# TASK REQUIREMENTS
Replace every "instance" in the entries below with "occurrence" and reproduce the entries otherwise unchanged. Leave the pictures out.

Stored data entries
───

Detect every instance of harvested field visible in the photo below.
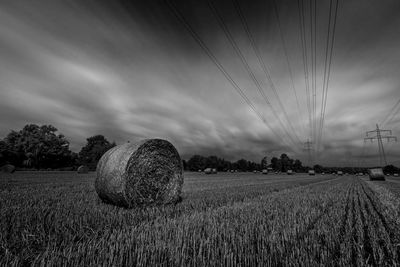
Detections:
[0,172,400,266]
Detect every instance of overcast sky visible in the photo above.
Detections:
[0,0,400,166]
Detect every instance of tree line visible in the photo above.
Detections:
[0,124,116,170]
[183,153,308,172]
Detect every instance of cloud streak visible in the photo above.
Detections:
[0,0,400,165]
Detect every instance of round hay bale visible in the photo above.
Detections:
[77,165,89,173]
[0,164,15,173]
[204,168,213,174]
[95,139,183,207]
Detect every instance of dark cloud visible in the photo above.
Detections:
[0,0,400,165]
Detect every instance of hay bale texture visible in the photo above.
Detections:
[204,168,213,174]
[95,139,183,207]
[77,165,89,173]
[0,164,15,173]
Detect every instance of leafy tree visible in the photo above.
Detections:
[78,135,116,170]
[1,124,71,169]
[187,155,207,171]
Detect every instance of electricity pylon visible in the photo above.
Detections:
[364,124,397,167]
[304,139,313,168]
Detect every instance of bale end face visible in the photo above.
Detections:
[95,139,183,207]
[0,164,15,173]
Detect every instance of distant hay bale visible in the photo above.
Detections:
[77,165,89,173]
[368,168,385,180]
[204,168,213,174]
[95,139,183,207]
[0,164,15,173]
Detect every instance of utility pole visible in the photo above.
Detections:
[364,124,397,167]
[304,139,313,167]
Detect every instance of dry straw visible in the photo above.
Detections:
[368,168,385,180]
[95,139,183,207]
[77,165,89,173]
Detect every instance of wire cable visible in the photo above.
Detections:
[164,0,296,153]
[207,1,298,149]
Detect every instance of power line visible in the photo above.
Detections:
[165,0,295,152]
[364,124,397,167]
[208,1,298,150]
[272,0,305,138]
[297,0,312,141]
[318,0,339,153]
[381,99,400,126]
[230,0,300,147]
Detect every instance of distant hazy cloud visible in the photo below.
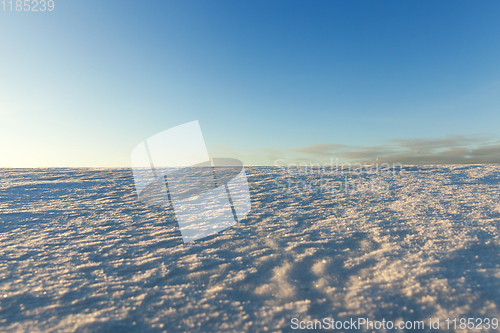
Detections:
[290,135,500,164]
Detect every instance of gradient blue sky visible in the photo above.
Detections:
[0,0,500,167]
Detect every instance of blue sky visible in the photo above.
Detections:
[0,0,500,167]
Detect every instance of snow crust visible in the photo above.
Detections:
[0,165,500,332]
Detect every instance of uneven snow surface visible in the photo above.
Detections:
[0,165,500,333]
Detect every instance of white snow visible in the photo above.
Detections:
[0,165,500,333]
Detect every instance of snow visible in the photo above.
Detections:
[0,165,500,332]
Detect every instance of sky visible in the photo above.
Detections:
[0,0,500,168]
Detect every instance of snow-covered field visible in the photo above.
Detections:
[0,165,500,333]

───

# ANSWER FOR THIS EXERCISE
Detect every occurrence of harvested field visible in the photo below.
Detections:
[0,172,400,266]
Detect every occurrence of overcast sky visible in the photo above.
Detections:
[0,0,400,166]
Detect every occurrence of tree line visible in the photo above.
Detections:
[0,124,116,170]
[183,153,308,172]
Detect every occurrence of cloud streak visible in the photo above.
Detections:
[0,0,400,165]
Detect every occurrence of round hay bale visible in the photo above.
Detections:
[77,165,89,173]
[0,164,15,173]
[204,168,213,174]
[95,139,183,207]
Detect every occurrence of dark cloud visible in the photo above.
Detections:
[0,0,400,165]
Detect every occurrence of hay bale texture visible in the photo above.
Detections:
[204,168,213,174]
[95,139,183,207]
[77,165,89,173]
[0,164,15,173]
Detect every occurrence of leafy tree visible in the photo above.
Detections:
[78,135,116,170]
[1,124,71,169]
[187,155,207,171]
Detect every occurrence of electricity pylon visible in the photo above.
Detections:
[364,124,397,167]
[304,139,313,168]
Detect every occurrence of bale end face visible in the photo above.
Detections:
[95,139,183,207]
[0,164,15,173]
Detect every occurrence of distant hay bale visible in the photo above.
Detections:
[77,165,89,173]
[368,168,385,180]
[204,168,213,174]
[95,139,183,207]
[0,164,15,173]
Detect every occurrence of utility pole visible in the photo above.
Detections:
[364,124,397,167]
[304,139,313,167]
Detect every occurrence of dry straw visible in the photo above.
Detections:
[368,168,385,180]
[95,139,183,207]
[77,165,89,173]
Detect every occurrence of wire cable visible in the photo above.
Detections:
[164,0,296,153]
[207,1,298,149]
Detect every occurrence of power line visible in the photo above.
Detections:
[165,0,295,152]
[364,124,397,167]
[208,1,298,150]
[272,0,305,138]
[297,0,312,141]
[318,0,339,153]
[381,99,400,126]
[230,0,300,147]
Detect every occurrence of distant hazy cloud visible in the photo below.
Detections:
[290,135,500,164]
Detect every occurrence of gradient blue sky visible in the photo above.
Detections:
[0,0,500,167]
Detect every occurrence of blue sky visible in the photo above.
Detections:
[0,0,500,167]
Detect every occurrence of snow crust visible in the photo above.
Detections:
[0,165,500,332]
Detect every occurrence of uneven snow surface visible in the photo above.
Detections:
[0,165,500,333]
Detect every occurrence of white snow visible in the photo above.
Detections:
[0,165,500,333]
Detect every occurrence of snow visible in the photo above.
Detections:
[0,165,500,332]
Detect every occurrence of sky visible in the photo above.
Detections:
[0,0,500,168]
Detect every occurrence of snow-covered field visible in the photo above.
Detections:
[0,165,500,333]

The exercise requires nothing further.